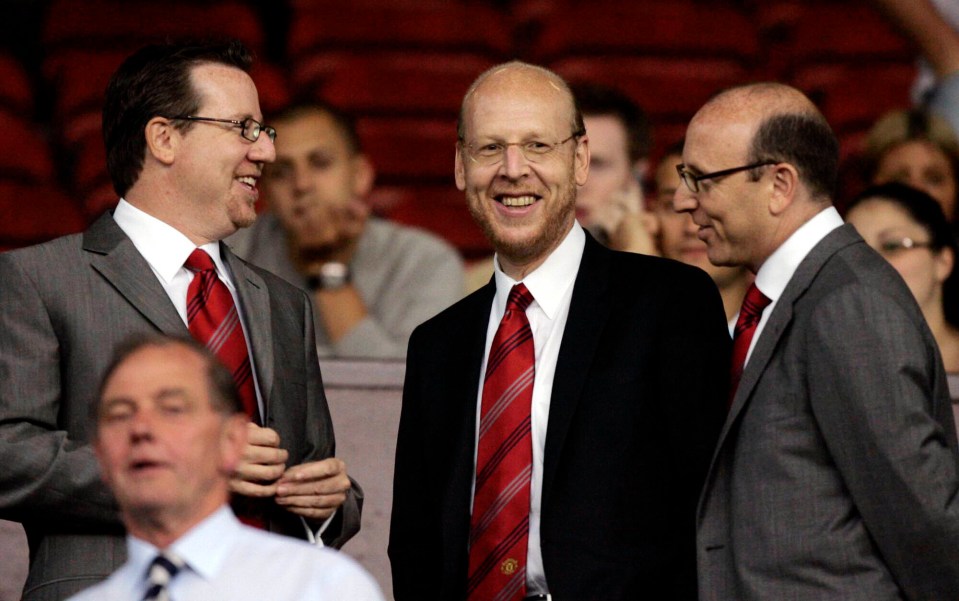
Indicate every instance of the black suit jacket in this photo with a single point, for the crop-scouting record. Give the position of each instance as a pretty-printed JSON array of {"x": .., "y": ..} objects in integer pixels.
[{"x": 637, "y": 403}]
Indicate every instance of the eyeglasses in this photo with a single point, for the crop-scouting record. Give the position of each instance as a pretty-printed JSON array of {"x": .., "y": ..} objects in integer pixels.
[
  {"x": 692, "y": 180},
  {"x": 893, "y": 247},
  {"x": 535, "y": 151},
  {"x": 249, "y": 128}
]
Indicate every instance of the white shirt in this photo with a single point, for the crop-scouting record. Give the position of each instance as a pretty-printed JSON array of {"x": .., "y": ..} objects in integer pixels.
[
  {"x": 226, "y": 560},
  {"x": 551, "y": 285},
  {"x": 778, "y": 269}
]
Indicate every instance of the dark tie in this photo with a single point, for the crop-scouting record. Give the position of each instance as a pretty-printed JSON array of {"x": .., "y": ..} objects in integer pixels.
[
  {"x": 749, "y": 316},
  {"x": 162, "y": 570},
  {"x": 499, "y": 526},
  {"x": 213, "y": 320}
]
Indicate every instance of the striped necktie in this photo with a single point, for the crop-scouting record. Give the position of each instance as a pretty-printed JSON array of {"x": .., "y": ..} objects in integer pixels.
[
  {"x": 499, "y": 527},
  {"x": 162, "y": 570},
  {"x": 213, "y": 320}
]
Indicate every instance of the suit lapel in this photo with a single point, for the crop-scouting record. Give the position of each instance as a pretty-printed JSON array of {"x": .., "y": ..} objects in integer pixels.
[
  {"x": 114, "y": 256},
  {"x": 255, "y": 310},
  {"x": 588, "y": 311},
  {"x": 782, "y": 315}
]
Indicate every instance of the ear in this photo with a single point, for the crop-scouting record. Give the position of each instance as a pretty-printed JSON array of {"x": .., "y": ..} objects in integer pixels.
[
  {"x": 233, "y": 437},
  {"x": 945, "y": 263},
  {"x": 162, "y": 139},
  {"x": 459, "y": 169},
  {"x": 581, "y": 160},
  {"x": 363, "y": 176},
  {"x": 785, "y": 185}
]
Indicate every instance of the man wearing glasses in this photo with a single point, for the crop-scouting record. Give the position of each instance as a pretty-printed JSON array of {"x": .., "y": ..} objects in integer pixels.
[
  {"x": 557, "y": 423},
  {"x": 185, "y": 150},
  {"x": 835, "y": 476}
]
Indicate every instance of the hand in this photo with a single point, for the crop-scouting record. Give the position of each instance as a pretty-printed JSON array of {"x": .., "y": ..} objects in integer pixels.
[
  {"x": 314, "y": 490},
  {"x": 635, "y": 228},
  {"x": 262, "y": 464}
]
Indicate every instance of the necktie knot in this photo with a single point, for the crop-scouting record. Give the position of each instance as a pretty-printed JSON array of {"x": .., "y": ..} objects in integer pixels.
[
  {"x": 162, "y": 570},
  {"x": 519, "y": 298},
  {"x": 199, "y": 261}
]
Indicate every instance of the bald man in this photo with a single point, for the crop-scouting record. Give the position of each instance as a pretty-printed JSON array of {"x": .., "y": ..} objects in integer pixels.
[
  {"x": 835, "y": 476},
  {"x": 617, "y": 419}
]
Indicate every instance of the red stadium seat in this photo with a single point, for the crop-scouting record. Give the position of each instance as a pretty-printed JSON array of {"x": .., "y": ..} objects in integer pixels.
[
  {"x": 403, "y": 149},
  {"x": 33, "y": 213},
  {"x": 399, "y": 83},
  {"x": 318, "y": 25}
]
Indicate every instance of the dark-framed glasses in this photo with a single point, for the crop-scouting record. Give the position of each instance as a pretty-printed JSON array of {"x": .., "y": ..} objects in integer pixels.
[
  {"x": 692, "y": 180},
  {"x": 895, "y": 246},
  {"x": 534, "y": 151},
  {"x": 249, "y": 128}
]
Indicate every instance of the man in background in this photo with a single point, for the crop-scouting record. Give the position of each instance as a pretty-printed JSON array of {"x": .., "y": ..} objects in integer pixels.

» **Task description**
The data shown above must be printed again exactly, with no images included.

» **Solution for this task**
Indicate every instance of the black suit jacket in this photo with a single point, for the crop-scouting record. Give the position of each instance as a pretty-printed JSON array of {"x": .., "y": ..} objects in integer pixels.
[{"x": 637, "y": 403}]
Indicate every instance of the eyeglasses in this photo with a single point, for the crop-scouting record. Give the position of each instance as a pretty-printed JSON array of {"x": .., "y": ..} objects in integer pixels.
[
  {"x": 692, "y": 180},
  {"x": 893, "y": 247},
  {"x": 535, "y": 151},
  {"x": 249, "y": 128}
]
Indicate every instance of the white shirt in this photo with a single point, for the crop-scouting record. Give the position of each instance as a pretty-printed JSON array of {"x": .., "y": ..} objects in integer pixels.
[
  {"x": 226, "y": 560},
  {"x": 551, "y": 285},
  {"x": 778, "y": 269}
]
Indicate every instance of the dark tie in this photo with a single point, for the crop-scouting record. Give the position of each instance as a pretty-printed JSON array of {"x": .., "y": ..} objects in integer pixels.
[
  {"x": 749, "y": 316},
  {"x": 162, "y": 570},
  {"x": 499, "y": 526},
  {"x": 213, "y": 320}
]
Indicate every instance of the striped necktie in this photo with a single point, for the crop-scouting record. Give the position of each instance as a pretty-printed JSON array of {"x": .., "y": ..} objects in integer pixels.
[
  {"x": 499, "y": 527},
  {"x": 162, "y": 570},
  {"x": 213, "y": 320}
]
Indicate every instance of the suit lapel in this photo with a single point, for the crop-scouting record. Give the position of each instance as a pretty-printed JSON array of {"x": .., "y": ..} objects in integer pixels.
[
  {"x": 114, "y": 256},
  {"x": 255, "y": 310},
  {"x": 588, "y": 311},
  {"x": 782, "y": 315}
]
Indicate every instance of the ear in this photo with a single point, for the crop-scouting record. Give the position of each instance as a pretty-printed JSON array of {"x": .., "y": ..} objects in integer pixels.
[
  {"x": 233, "y": 437},
  {"x": 945, "y": 263},
  {"x": 162, "y": 139},
  {"x": 459, "y": 169},
  {"x": 581, "y": 160},
  {"x": 363, "y": 176},
  {"x": 785, "y": 185}
]
Indicate every instance of the man wearing glasses in this photo with a single point, for the crop-scouting record. Give the position of each instance as a pretty-printed JSON array of {"x": .., "y": ..} objects in integer pixels.
[
  {"x": 557, "y": 423},
  {"x": 185, "y": 150},
  {"x": 835, "y": 476}
]
Indicate every instance of the hand in this photo with a single point, for the crop-scouting record. Give the position of each instance as a pretty-printed JSON array of {"x": .., "y": ..} objects in integer pixels.
[
  {"x": 314, "y": 490},
  {"x": 635, "y": 228},
  {"x": 262, "y": 464}
]
Indicate every instance of the necktie knot in this photo with a single point, for the crop-scouting record. Give the position of each instance as a pretty-printed JSON array of {"x": .., "y": ..} objects in integer pixels.
[
  {"x": 162, "y": 570},
  {"x": 519, "y": 298},
  {"x": 199, "y": 261}
]
Indicate every instance of the bald man in this photo with a single point, for the crop-scouting record. Give the position of each instance as a pretty-printed JSON array of {"x": .., "y": ..} objects in integer pixels.
[
  {"x": 835, "y": 476},
  {"x": 617, "y": 419}
]
Indicate every instance of the red stadium seat in this photo with a single point, for the crop-scouting record. Give the position of each instance as a pretty-printed JSON array of {"x": .., "y": ..} objects in integer pixels.
[
  {"x": 403, "y": 149},
  {"x": 33, "y": 213},
  {"x": 399, "y": 83},
  {"x": 318, "y": 25}
]
Indicate every instance of the dark-framed glasses in this photo with a single point, for the crop-scouting record. Give the position of each instance as a pretty-printed JSON array of {"x": .., "y": ..} objects in integer pixels.
[
  {"x": 692, "y": 180},
  {"x": 895, "y": 246},
  {"x": 534, "y": 151},
  {"x": 249, "y": 128}
]
Indicate every instance of the man in background in this photo with a single point, for the crop-scouting record. Give the position of each instance as a pretty-printed JSON array of {"x": .., "y": ..} objects in integer pixels.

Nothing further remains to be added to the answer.